┌─ Entries provided

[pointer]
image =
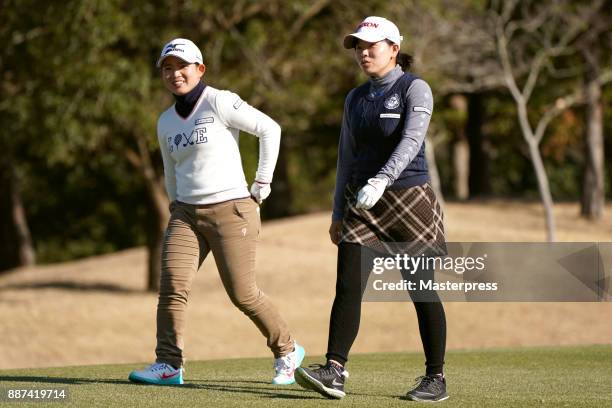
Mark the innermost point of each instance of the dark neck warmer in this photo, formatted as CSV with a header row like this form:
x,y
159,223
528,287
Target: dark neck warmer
x,y
185,103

└─

→ **Instructions to follow**
Copy the entries above word for word, leaving out the pictures.

→ **Exercise answer**
[pointer]
image =
Mark the innermost point of each instance of the dark neck warmer in this photo, formatted as CSV with a header row like this form:
x,y
159,223
528,287
Target: dark neck warmer
x,y
185,103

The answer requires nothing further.